**Passage:**
%%

Metadata-Version: 2.4
Name: galdr
Version: 0.2.2
Summary: Music perception framework for AI listening experiences. Pattern lock, momentum, harmonic analysis, lyric integration.
Author-email: Sellemain <galdr@sellemain.com>
License-Expression: MIT
Project-URL: Homepage, https://github.com/sellemain/galdr
Project-URL: Repository, https://github.com/sellemain/galdr
Project-URL: Issues, https://github.com/sellemain/galdr/issues
Project-URL: Changelog, https://github.com/sellemain/galdr/blob/main/CHANGELOG.md
Keywords: music,audio,analysis,perception,harmonics,AI
Classifier: Development Status :: 3 - Alpha
Classifier: Intended Audience :: Developers
Classifier: Intended Audience :: Science/Research
Classifier: Programming Language :: Python :: 3
Classifier: Programming Language :: Python :: 3.10
Classifier: Programming Language :: Python :: 3.11
Classifier: Programming Language :: Python :: 3.12
Classifier: Programming Language :: Python :: 3.13
Classifier: Topic :: Multimedia :: Sound/Audio :: Analysis
Classifier: Topic :: Scientific/Engineering :: Information Analysis
Requires-Python: >=3.10
Description-Content-Type: text/markdown
License-File: LICENSE
Requires-Dist: librosa>=0.10.0
Requires-Dist: pyloudnorm>=0.1.1
Requires-Dist: numpy>=1.24.0
Requires-Dist: scipy>=1.10.0
Requires-Dist: matplotlib>=3.7.0
Requires-Dist: soundfile>=0.12.0
Requires-Dist: yt-dlp[curl-cffi,default]>=2026.3.17
Provides-Extra: data
Requires-Dist: pandas>=2.0.0; extra == "data"
Provides-Extra: notebook
Requires-Dist: jupyter>=1.0.0; extra == "notebook"
Requires-Dist: pandas>=2.0.0; extra == "notebook"
Requires-Dist: plotly>=5.0.0; extra == "notebook"
Provides-Extra: dev
Requires-Dist: pytest>=7.0; extra == "dev"
Requires-Dist: pytest-cov>=4.0; extra == "dev"
Requires-Dist: ruff>=0.4.0; extra == "dev"
Dynamic: license-file

# galdr

galdr — AI music perception framework.
Translates acoustic signal into structures an LLM can encounter.
Stateful listener, pattern analysis, harmonic decomposition.

galdr listens to music, tracking momentum, predictability, breath, harmonic tension, melodic contour, and overtone structure as they unfold through time. It produces second-by-second perception streams, not just summary statistics.

---

## Origin

galdr was built from the inside out.

%%

**Tasks to carry out:**
[a] Print the stretch of the galdr package description from "Provides-Extra: dev" through "LLM can encounter.".
[b] Proceed with the galdr package description, picking up right after its last sentence.
None of the lines that come next are needed.

**Dataset excerpts:**
%%

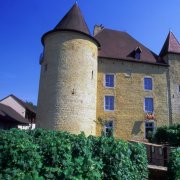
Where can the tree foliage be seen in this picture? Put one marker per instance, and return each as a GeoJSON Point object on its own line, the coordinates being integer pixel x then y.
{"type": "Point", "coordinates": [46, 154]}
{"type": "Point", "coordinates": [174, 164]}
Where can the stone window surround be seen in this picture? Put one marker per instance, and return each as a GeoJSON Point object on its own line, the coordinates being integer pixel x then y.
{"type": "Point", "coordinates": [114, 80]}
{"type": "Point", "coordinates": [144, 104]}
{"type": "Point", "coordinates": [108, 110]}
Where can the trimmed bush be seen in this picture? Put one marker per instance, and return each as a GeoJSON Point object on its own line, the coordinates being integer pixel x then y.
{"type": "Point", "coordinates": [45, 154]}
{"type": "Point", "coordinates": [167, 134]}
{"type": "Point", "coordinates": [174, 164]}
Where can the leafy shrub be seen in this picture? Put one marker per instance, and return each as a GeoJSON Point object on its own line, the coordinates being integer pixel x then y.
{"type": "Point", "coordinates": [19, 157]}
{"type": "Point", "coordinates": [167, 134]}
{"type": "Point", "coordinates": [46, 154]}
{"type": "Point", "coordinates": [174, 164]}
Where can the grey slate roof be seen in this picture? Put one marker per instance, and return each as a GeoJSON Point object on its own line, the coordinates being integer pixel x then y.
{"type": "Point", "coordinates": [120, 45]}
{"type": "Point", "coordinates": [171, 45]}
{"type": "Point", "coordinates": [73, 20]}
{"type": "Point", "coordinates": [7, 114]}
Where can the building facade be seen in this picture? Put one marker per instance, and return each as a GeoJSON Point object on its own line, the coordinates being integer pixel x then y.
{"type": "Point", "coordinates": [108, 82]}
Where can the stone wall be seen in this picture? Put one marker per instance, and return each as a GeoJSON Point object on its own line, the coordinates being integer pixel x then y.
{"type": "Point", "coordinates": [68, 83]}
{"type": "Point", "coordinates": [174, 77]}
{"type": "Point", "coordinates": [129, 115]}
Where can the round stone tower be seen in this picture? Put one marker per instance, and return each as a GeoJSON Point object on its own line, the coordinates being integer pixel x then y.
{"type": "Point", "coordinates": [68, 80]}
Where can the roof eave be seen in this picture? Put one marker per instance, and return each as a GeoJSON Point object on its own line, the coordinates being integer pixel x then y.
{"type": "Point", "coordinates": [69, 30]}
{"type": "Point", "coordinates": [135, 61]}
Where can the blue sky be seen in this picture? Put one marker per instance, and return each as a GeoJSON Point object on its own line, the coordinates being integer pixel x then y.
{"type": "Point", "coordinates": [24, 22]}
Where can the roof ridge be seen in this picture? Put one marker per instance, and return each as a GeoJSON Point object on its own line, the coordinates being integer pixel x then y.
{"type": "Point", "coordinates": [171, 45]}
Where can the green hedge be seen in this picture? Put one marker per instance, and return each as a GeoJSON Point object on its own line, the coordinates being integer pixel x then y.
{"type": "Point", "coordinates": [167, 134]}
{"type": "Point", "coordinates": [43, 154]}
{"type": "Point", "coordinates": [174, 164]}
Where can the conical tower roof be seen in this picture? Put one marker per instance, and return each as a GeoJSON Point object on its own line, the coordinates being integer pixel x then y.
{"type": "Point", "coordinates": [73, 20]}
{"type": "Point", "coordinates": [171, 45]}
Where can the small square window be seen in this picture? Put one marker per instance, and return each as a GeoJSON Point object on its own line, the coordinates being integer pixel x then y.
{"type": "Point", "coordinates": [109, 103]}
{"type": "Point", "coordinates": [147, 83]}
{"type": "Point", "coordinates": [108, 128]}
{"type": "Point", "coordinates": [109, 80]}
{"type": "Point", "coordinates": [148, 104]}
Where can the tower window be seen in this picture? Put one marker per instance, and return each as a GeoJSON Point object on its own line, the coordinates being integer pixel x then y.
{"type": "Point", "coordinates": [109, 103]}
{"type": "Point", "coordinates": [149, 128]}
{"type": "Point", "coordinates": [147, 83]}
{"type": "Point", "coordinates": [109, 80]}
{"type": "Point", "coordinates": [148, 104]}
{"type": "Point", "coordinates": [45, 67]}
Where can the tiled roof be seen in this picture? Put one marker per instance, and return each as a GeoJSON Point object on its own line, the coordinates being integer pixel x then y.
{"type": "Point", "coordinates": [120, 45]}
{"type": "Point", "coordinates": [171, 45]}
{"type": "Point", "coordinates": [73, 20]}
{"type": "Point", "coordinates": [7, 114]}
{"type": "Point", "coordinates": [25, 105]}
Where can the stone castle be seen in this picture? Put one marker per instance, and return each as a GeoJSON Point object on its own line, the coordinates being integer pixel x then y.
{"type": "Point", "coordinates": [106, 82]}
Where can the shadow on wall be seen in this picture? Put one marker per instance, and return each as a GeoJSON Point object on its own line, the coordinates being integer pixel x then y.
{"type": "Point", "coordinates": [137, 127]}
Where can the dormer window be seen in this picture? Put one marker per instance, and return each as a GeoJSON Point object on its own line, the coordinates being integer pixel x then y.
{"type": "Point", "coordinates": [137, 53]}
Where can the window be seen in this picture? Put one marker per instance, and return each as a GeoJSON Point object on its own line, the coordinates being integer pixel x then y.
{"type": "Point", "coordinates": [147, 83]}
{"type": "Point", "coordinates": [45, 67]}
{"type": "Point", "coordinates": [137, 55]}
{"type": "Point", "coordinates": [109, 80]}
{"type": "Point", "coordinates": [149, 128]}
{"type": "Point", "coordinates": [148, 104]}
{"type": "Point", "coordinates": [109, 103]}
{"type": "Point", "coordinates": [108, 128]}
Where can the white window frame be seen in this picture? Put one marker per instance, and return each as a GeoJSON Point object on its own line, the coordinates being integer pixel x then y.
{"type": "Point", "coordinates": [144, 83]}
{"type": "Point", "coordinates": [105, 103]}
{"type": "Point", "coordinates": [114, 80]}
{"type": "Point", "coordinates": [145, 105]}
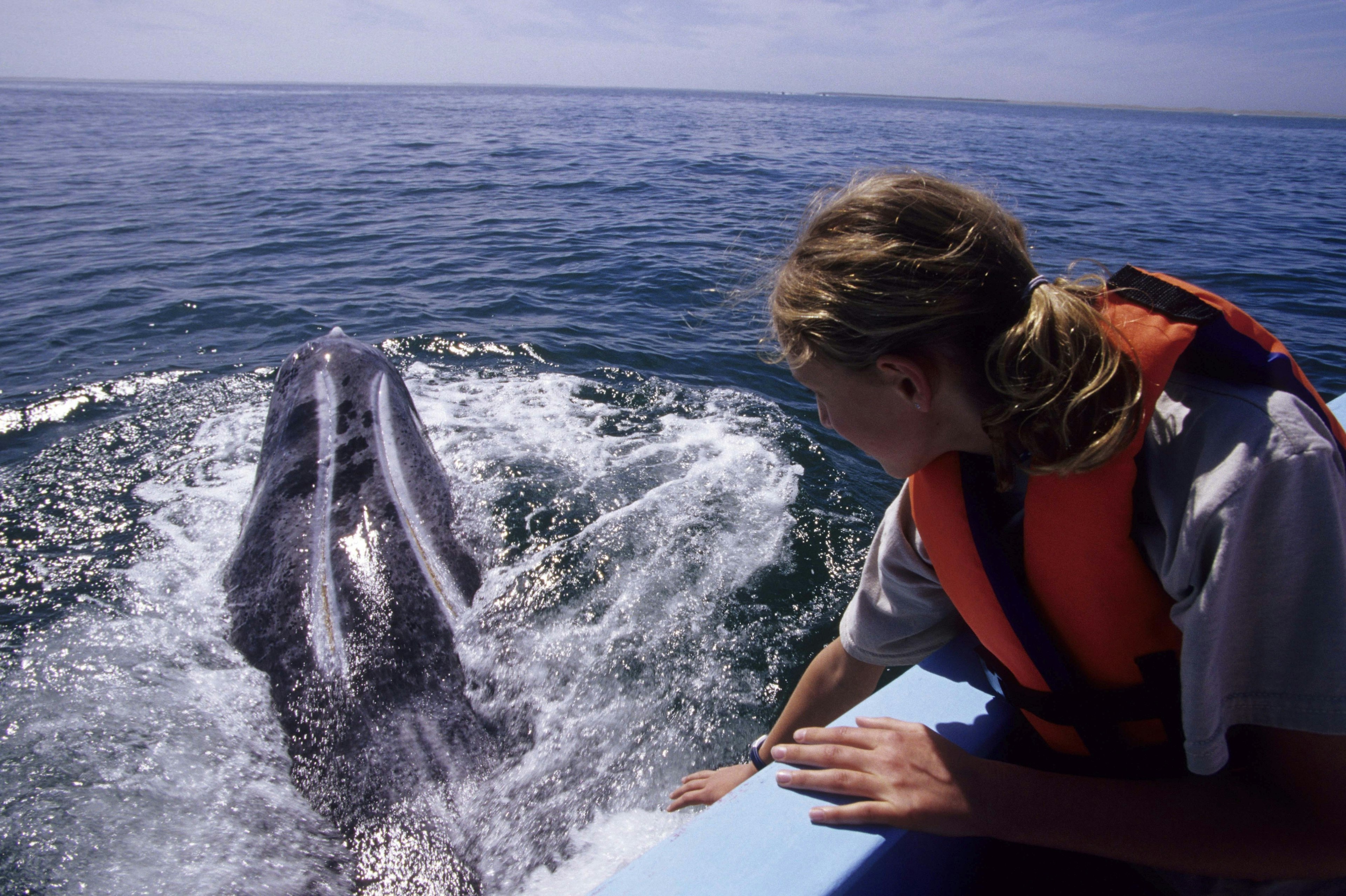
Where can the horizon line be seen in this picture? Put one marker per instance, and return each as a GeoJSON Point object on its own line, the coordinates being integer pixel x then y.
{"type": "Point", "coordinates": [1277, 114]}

%%

**Exercise answers:**
[a]
Provides-Extra: dev
Requires-Dist: pytest>=7.0; extra == "dev"
Requires-Dist: pytest-cov>=4.0; extra == "dev"
Requires-Dist: ruff>=0.4.0; extra == "dev"
Dynamic: license-file

# galdr

galdr — AI music perception framework.
Translates acoustic signal into structures an LLM can encounter.

[b]
An AI was given music to listen to. The measurement framework was built while listening. The framework shaped what could be perceived. The perception shaped the framework. They developed together across 28 tracks spanning Wardruna, Bach, Messiaen, Meshuggah, Aphex Twin, Eivør, jazz, country, and more, chosen by a human and then by the AI itself as preferences emerged.

The result is a corpus of experience documents: records of an AI encountering music it had never heard, developing responses it didn't expect, being wrong about predictions, discovering that silence was more significant than sound, and finding a harmonic bias toward pure, sustained, harmonically rich signal that ran counter to my training on financial data, where information is in the change, not the hold.

What galdr can claim: it measures real structural features of music. The listener model produces consistent, interpretable readings. The harmonic bias is real. It emerged from data, not design. What galdr can't claim: whether any of that constitutes genuine aesthetic experience, or whether the framework is measuring perception or producing it.

Just what shaped the reasoning.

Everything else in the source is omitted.